▶ Required task
The lines to be set down run from the line containing "lion cub's mouth;" through the final line of the data below; print them exactly and print nothing else.

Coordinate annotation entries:

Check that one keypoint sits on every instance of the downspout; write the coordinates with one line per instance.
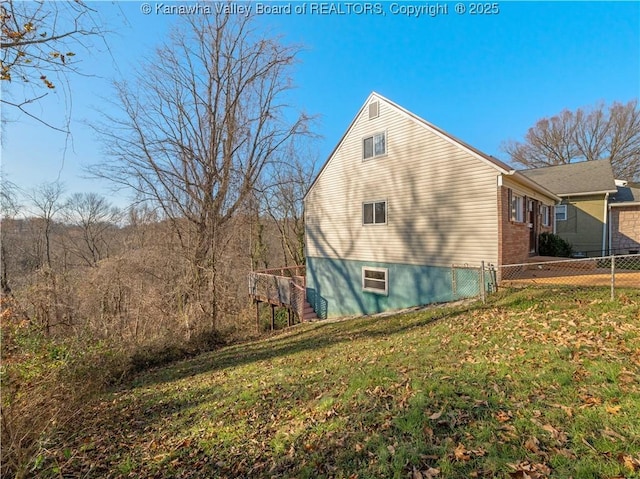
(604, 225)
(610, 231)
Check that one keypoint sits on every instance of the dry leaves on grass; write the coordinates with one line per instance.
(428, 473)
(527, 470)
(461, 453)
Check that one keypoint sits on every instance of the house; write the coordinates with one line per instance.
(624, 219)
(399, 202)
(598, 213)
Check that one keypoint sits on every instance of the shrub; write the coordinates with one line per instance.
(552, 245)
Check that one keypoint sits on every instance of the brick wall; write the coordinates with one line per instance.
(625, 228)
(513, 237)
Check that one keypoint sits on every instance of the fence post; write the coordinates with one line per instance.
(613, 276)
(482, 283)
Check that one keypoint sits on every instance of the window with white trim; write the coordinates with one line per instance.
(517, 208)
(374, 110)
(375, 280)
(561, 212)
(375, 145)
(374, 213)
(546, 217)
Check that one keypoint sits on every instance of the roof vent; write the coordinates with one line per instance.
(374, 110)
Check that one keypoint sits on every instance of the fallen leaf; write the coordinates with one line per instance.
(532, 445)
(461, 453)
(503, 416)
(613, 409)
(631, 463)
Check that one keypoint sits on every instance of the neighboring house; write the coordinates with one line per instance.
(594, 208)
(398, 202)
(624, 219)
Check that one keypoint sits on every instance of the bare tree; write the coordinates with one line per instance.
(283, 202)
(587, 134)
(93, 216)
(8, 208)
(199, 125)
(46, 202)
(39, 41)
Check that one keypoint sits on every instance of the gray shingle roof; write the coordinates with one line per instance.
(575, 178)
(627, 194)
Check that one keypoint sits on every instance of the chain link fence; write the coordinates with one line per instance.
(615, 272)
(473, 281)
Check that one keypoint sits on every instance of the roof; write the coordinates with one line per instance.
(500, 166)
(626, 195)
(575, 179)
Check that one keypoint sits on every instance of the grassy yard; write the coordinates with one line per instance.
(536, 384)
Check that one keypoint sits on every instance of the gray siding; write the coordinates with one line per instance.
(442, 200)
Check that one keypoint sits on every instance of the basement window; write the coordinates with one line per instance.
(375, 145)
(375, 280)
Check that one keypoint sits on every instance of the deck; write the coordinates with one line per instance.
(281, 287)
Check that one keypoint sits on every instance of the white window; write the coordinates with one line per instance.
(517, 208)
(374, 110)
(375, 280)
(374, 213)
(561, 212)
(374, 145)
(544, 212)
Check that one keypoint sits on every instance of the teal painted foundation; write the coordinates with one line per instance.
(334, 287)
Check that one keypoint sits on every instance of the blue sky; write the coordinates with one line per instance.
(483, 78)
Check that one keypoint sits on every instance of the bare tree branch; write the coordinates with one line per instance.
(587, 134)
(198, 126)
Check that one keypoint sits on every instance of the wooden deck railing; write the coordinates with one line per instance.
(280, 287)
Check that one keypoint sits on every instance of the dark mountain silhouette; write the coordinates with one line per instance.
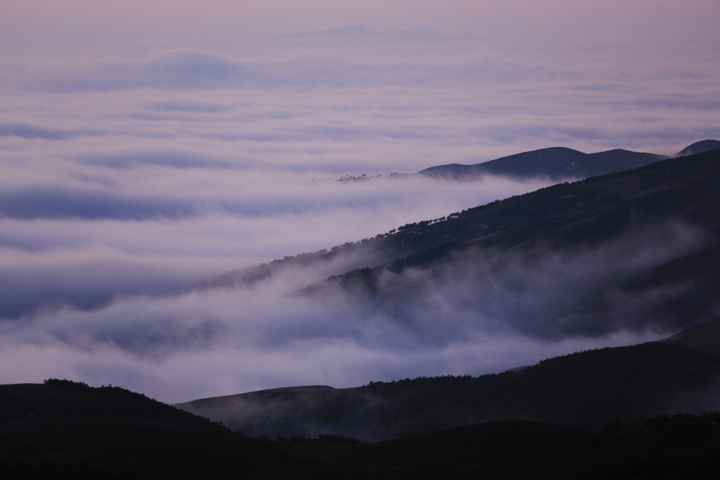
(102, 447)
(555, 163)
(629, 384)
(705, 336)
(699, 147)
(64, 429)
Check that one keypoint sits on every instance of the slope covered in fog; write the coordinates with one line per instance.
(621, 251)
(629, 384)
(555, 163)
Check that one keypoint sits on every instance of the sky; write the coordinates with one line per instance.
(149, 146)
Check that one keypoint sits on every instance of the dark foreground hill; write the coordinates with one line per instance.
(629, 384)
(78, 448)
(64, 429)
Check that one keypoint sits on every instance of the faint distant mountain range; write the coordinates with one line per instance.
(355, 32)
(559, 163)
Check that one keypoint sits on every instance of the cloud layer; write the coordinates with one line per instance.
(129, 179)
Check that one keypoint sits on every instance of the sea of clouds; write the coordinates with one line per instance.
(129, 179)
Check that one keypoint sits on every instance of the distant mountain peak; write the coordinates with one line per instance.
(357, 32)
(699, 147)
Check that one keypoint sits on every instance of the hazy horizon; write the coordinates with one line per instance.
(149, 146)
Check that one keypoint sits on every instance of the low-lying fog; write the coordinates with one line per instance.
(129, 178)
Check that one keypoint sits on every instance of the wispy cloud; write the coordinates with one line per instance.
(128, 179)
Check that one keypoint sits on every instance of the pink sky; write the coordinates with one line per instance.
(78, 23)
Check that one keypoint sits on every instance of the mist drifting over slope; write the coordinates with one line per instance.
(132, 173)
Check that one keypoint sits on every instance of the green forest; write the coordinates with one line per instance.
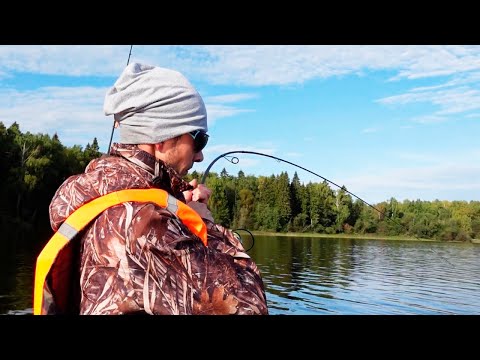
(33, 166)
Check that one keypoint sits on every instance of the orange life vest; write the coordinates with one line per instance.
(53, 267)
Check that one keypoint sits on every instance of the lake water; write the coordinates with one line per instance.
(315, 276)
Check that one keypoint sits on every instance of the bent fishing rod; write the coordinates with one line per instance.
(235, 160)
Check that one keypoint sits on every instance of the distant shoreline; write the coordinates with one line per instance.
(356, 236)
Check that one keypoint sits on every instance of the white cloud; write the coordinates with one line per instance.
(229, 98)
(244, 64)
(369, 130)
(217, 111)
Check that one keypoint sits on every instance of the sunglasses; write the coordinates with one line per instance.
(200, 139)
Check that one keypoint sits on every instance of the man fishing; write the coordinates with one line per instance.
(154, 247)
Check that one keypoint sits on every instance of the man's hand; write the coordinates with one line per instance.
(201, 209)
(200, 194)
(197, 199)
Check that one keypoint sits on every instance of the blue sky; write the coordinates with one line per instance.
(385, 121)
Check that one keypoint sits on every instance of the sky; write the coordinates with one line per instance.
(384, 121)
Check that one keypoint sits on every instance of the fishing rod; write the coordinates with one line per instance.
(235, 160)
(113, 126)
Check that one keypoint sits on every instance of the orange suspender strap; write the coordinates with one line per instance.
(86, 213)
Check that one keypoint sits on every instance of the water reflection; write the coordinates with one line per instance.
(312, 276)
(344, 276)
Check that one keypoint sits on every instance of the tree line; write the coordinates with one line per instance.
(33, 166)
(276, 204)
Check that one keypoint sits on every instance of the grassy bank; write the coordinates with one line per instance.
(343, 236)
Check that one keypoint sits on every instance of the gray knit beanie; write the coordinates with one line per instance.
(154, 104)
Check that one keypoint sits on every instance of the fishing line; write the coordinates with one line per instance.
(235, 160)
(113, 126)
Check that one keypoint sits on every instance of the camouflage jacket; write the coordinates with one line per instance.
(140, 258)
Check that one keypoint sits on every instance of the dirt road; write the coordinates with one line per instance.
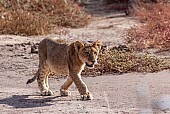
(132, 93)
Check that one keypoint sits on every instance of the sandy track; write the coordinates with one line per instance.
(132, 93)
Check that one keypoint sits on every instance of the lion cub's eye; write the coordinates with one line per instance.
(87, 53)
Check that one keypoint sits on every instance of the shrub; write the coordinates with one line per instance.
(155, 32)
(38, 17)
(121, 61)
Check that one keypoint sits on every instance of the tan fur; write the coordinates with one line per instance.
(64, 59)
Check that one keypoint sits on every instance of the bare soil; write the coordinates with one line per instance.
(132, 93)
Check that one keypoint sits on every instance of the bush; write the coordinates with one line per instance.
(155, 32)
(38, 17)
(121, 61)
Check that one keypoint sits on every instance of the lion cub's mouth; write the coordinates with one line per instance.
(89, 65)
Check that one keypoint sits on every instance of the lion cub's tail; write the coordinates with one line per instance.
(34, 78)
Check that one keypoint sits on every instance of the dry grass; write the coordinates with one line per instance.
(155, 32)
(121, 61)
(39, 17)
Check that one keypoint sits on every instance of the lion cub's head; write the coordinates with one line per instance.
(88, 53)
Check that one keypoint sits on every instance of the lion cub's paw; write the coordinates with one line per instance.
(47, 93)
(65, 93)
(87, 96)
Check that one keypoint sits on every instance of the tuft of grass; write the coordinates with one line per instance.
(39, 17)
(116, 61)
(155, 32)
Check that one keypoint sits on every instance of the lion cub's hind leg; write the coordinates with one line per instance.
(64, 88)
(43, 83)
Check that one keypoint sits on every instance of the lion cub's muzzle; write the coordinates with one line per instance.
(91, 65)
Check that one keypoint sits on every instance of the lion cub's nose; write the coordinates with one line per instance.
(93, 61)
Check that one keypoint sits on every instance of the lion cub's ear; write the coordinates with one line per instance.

▶ Written answer
Check that one keypoint sits on every instance of the lion cub's mouth; write the coordinates with one line per instance.
(89, 65)
Check that one keypoint sits on every instance of the lion cub's tail; write the coordinates with one line per instance.
(34, 78)
Check that one keypoint sits on every instance of the dry grass; write the coordinates with one line per instance.
(155, 32)
(121, 61)
(39, 17)
Check that one keypoint sits on every instance of the lion cub's head; write the coordinates with one line per instance.
(88, 53)
Check that one keypoint sits on every instance of the lion cub's paw; write the coordinates with one line per instance.
(47, 93)
(65, 93)
(87, 96)
Check that one keypoint sits on every instance of the tuft of grass; write the coordinates with one line per instance.
(39, 17)
(116, 61)
(155, 32)
Check that one keypoint sits on every instance of the lion cub's hind leg; write the coordinates with one line per instance.
(64, 88)
(43, 83)
Check that one keypoint sits on every instance of the lion cub's muzzle; write the coordinates with one line per instance.
(91, 65)
Check that one keypoint sits on every instance of the lion cub's nose; write the coordinates with one line per instance.
(93, 61)
Check that one keypoint sits on every instance of the lion cub's ear; write the coordinates with one line per instance.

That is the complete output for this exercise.